-- start of ROWS --

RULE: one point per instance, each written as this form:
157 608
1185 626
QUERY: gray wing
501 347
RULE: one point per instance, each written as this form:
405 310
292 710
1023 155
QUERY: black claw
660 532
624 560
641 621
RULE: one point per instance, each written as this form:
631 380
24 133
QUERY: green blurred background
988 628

-- end of ROWS --

**WHAT TO DO**. Quote every line of the listing above, keeping each one unchanged.

**ANSWER BELOW**.
RULE: one point per instance, each written as this form:
157 608
1185 626
QUERY: gray wing
501 347
RULE: one point per instance, each written as this form:
405 310
292 710
1023 155
QUERY: black claw
660 532
624 560
641 621
RULE: one point per instance, each written as this form:
631 380
24 133
QUERY: green blurred background
988 628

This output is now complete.